▶ **WHAT THIS TASK INVOLVES**:
List every line in the collection entries below that contains the word "silver".

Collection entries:
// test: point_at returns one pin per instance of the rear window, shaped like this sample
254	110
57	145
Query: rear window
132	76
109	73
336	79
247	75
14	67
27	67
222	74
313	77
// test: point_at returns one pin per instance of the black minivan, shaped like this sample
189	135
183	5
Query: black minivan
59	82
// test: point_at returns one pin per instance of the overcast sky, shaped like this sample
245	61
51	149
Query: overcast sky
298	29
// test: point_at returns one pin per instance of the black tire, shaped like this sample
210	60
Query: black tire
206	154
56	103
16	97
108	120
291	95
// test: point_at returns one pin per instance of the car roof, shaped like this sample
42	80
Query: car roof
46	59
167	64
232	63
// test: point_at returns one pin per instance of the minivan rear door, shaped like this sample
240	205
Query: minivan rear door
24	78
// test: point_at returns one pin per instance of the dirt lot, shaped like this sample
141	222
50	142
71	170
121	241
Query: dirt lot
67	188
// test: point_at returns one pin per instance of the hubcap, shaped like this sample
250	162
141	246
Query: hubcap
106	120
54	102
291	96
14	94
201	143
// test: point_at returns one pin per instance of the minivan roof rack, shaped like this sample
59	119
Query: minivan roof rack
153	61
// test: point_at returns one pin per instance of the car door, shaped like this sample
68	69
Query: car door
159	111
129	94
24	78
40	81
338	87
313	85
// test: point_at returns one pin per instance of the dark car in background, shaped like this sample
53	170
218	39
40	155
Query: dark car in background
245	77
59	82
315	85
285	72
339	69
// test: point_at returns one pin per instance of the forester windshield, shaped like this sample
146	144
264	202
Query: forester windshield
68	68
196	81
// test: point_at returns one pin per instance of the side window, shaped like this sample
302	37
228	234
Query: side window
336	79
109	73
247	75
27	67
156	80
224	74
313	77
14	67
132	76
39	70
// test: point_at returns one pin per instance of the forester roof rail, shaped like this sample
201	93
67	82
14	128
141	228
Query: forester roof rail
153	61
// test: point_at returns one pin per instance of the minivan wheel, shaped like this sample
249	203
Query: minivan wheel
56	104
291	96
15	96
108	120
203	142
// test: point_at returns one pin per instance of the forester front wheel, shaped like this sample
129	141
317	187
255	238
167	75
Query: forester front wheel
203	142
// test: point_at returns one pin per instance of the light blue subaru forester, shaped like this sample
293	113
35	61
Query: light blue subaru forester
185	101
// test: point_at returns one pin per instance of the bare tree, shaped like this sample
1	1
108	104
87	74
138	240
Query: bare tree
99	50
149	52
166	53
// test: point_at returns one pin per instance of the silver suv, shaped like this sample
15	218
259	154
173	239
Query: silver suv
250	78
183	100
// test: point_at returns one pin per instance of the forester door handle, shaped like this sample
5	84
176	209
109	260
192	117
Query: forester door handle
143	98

---

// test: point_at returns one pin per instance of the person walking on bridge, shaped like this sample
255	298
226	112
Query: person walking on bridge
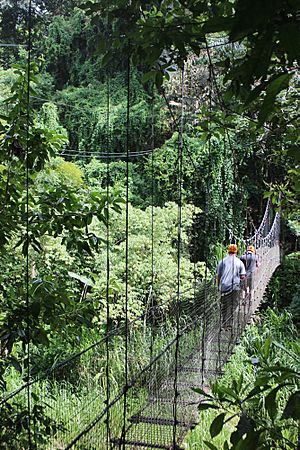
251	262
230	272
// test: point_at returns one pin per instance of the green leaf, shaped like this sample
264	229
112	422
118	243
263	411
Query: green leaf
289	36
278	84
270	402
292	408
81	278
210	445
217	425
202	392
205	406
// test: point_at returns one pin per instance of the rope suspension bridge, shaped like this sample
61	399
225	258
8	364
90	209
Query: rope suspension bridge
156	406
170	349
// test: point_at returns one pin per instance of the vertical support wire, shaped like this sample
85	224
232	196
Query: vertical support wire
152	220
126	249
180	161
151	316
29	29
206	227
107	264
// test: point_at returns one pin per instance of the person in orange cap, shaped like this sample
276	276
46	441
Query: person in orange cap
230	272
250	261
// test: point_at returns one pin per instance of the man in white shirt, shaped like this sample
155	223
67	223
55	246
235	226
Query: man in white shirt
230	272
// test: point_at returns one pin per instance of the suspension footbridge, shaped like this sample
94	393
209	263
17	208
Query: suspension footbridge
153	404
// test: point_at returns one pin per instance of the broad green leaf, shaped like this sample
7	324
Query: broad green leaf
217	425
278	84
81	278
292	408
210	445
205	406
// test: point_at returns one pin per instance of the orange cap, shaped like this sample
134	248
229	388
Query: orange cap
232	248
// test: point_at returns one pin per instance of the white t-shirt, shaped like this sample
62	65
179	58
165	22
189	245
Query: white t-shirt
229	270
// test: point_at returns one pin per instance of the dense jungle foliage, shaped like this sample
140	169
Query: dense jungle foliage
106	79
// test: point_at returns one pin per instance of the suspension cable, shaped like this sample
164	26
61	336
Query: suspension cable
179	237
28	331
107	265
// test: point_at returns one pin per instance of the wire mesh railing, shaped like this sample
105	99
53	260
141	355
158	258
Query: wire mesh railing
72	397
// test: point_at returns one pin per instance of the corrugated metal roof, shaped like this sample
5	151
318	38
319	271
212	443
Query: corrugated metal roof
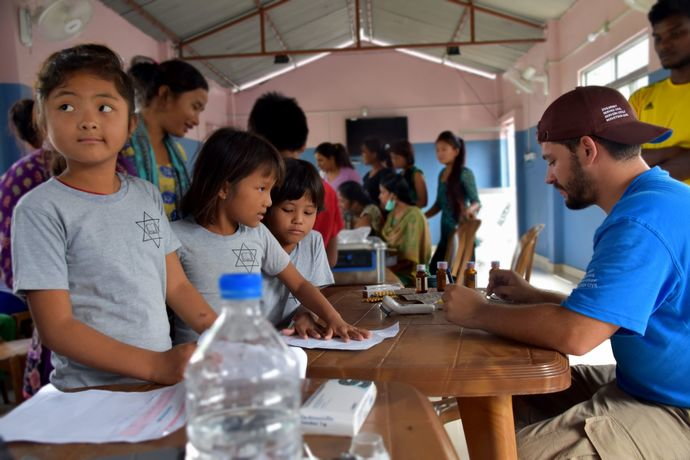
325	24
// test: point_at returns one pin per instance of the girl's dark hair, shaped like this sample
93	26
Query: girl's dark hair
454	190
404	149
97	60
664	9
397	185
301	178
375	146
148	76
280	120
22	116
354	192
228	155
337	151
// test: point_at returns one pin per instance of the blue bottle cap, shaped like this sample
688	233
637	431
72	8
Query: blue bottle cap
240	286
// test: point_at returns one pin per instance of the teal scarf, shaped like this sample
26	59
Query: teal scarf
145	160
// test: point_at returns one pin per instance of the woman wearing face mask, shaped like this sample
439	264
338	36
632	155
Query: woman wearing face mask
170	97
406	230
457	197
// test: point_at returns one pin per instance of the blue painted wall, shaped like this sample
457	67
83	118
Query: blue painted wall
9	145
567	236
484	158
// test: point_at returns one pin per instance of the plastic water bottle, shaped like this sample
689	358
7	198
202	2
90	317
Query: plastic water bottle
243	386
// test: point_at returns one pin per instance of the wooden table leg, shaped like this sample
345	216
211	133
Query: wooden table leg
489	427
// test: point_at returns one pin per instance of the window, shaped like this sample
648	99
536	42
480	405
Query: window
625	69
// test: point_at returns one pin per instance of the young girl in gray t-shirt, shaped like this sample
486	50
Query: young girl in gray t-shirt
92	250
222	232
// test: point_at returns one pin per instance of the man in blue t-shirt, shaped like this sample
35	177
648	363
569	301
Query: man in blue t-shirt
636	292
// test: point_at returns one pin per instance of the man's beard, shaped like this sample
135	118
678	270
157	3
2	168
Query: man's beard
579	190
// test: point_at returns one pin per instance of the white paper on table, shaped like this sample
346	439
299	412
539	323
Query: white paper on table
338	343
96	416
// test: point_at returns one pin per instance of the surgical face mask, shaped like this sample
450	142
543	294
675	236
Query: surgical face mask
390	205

▶ **EXPECTED ANSWER**:
// test: point_at returns one pin per instance of the silver suv, shaped like this sample
Query: silver suv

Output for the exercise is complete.